RECORDS FOR THE EXERCISE section start

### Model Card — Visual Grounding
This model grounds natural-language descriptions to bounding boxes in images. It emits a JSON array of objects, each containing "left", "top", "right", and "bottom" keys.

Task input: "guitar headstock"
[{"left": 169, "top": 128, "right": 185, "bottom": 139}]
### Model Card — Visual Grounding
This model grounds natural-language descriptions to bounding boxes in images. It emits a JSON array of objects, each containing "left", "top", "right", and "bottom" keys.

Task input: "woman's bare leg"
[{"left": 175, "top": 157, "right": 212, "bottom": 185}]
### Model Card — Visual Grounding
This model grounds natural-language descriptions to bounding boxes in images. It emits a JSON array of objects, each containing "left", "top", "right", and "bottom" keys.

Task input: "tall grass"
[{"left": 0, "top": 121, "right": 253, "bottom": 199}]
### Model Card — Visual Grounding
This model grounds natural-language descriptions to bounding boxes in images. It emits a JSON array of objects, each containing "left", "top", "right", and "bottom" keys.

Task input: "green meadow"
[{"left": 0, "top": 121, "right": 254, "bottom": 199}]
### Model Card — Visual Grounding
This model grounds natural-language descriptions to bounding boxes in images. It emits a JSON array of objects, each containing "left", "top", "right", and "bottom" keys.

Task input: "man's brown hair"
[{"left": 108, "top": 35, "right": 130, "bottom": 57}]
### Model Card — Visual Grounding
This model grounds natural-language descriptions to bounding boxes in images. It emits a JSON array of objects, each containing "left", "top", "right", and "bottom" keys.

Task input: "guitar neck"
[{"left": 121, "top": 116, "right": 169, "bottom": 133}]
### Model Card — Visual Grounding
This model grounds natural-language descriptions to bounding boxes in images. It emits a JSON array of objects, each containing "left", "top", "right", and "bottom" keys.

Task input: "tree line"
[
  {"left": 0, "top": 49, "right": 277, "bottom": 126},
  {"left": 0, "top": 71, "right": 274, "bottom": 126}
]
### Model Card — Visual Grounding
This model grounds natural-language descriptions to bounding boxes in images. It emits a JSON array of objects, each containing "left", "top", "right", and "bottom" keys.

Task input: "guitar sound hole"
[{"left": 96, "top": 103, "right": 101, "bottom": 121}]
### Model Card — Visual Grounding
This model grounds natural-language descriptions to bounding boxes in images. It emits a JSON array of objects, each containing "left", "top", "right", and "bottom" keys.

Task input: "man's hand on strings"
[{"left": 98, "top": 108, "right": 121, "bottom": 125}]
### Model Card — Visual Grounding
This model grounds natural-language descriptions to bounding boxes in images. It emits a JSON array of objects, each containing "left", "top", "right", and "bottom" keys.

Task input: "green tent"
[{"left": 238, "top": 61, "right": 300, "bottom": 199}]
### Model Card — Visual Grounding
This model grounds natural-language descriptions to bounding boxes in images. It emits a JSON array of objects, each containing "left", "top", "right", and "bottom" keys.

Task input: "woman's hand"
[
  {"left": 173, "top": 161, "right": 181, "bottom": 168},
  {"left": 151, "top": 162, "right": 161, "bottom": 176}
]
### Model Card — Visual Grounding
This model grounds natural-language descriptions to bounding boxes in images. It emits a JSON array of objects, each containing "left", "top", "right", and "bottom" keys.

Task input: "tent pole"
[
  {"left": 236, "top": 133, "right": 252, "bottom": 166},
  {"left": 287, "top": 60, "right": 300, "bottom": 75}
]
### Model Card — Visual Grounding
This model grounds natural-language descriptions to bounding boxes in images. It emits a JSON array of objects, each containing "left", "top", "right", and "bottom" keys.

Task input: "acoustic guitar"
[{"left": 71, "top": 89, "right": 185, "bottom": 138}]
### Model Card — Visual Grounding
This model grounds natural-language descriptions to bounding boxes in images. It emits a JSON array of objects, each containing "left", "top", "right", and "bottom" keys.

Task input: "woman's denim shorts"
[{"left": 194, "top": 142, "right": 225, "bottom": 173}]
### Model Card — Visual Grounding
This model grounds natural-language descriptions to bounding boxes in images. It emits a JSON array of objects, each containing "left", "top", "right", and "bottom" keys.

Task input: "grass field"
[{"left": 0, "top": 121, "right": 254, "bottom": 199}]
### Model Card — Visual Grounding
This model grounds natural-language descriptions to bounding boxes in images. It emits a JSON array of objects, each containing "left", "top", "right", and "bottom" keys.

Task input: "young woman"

RECORDS FOR THE EXERCISE section end

Type out the entries exactly as they appear above.

■ **PROBLEM SOLUTION**:
### Model Card — Visual Grounding
This model grounds natural-language descriptions to bounding boxes in images. It emits a JSON array of objects, each containing "left", "top", "right", and "bottom" keys.

Task input: "guitar headstock"
[{"left": 169, "top": 128, "right": 185, "bottom": 139}]
### Model Card — Visual Grounding
This model grounds natural-language descriptions to bounding boxes in images. It emits a JSON array of objects, each containing "left", "top", "right", and "bottom" keys.

Task input: "woman's bare leg"
[{"left": 175, "top": 157, "right": 212, "bottom": 185}]
### Model Card — Visual Grounding
This model grounds natural-language descriptions to bounding boxes in images. It emits a JSON array of objects, each containing "left", "top", "right", and "bottom" keys.

Task input: "tall grass"
[{"left": 0, "top": 121, "right": 253, "bottom": 199}]
### Model Card — Visual Grounding
This model grounds natural-language descriptions to bounding boxes in images. It emits a JSON array of objects, each containing "left", "top", "right", and "bottom" keys.

Task input: "green meadow"
[{"left": 0, "top": 121, "right": 254, "bottom": 199}]
### Model Card — Visual Grounding
This model grounds natural-language descriptions to bounding boxes in images. It emits a JSON array of objects, each containing "left", "top", "right", and "bottom" keys.

Task input: "man's brown hair"
[{"left": 108, "top": 35, "right": 130, "bottom": 57}]
### Model Card — Visual Grounding
This model grounds natural-language descriptions to bounding boxes in images. It emits a JSON array of objects, each containing "left", "top", "right", and "bottom" keys.

Task input: "guitar neck"
[{"left": 121, "top": 116, "right": 169, "bottom": 133}]
### Model Card — Visual Grounding
This model grounds natural-language descriptions to bounding boxes in images. It emits a JSON array of objects, each containing "left", "top", "right", and "bottom" keys.

Task input: "tree line"
[
  {"left": 0, "top": 49, "right": 277, "bottom": 126},
  {"left": 0, "top": 71, "right": 274, "bottom": 126}
]
### Model Card — Visual Grounding
This model grounds natural-language descriptions to bounding boxes in images. It emits a JSON array of objects, each containing "left", "top", "right", and "bottom" keys.

Task input: "guitar sound hole"
[{"left": 96, "top": 103, "right": 101, "bottom": 121}]
### Model Card — Visual Grounding
This model grounds natural-language descriptions to bounding boxes in images. It emits a JSON array of objects, each containing "left", "top", "right", and "bottom" keys.

Task input: "man's hand on strings"
[{"left": 98, "top": 108, "right": 121, "bottom": 125}]
### Model Card — Visual Grounding
This model grounds natural-language descriptions to bounding boxes in images. It emits a JSON array of objects, each containing "left", "top", "right", and "bottom" keys.

Task input: "green tent"
[{"left": 238, "top": 61, "right": 300, "bottom": 199}]
### Model Card — Visual Grounding
This model grounds natural-language descriptions to bounding boxes in images. It emits a JSON array of objects, each containing "left", "top", "right", and "bottom" keys.

Task input: "woman's hand"
[
  {"left": 173, "top": 161, "right": 181, "bottom": 168},
  {"left": 151, "top": 162, "right": 161, "bottom": 176}
]
### Model Card — Visual Grounding
This model grounds natural-language descriptions to bounding boxes in images. It emits a JSON array of objects, each containing "left", "top", "right", and "bottom" keys.

Task input: "tent pole"
[
  {"left": 236, "top": 133, "right": 252, "bottom": 166},
  {"left": 287, "top": 60, "right": 300, "bottom": 75}
]
### Model Card — Visual Grounding
This model grounds natural-language descriptions to bounding boxes in images. It emits a JSON array of objects, each containing "left", "top", "right", and "bottom" keys.

Task input: "acoustic guitar"
[{"left": 71, "top": 89, "right": 185, "bottom": 138}]
### Model Card — Visual Grounding
This model grounds natural-language descriptions to bounding boxes in images. It emits a JSON array of objects, each containing "left", "top", "right", and "bottom" keys.

Task input: "woman's denim shorts"
[{"left": 194, "top": 142, "right": 225, "bottom": 173}]
### Model Card — Visual Grounding
This model grounds natural-language descriptions to bounding boxes in images. It emits a JSON array of objects, each containing "left", "top", "right", and "bottom" keys.

Task input: "grass field"
[{"left": 0, "top": 121, "right": 254, "bottom": 199}]
### Model Card — Visual Grounding
This model grounds natural-language descriptions to bounding boxes in images. It emits a JSON array of objects, each containing "left", "top", "right", and "bottom" keys.

Task input: "young woman"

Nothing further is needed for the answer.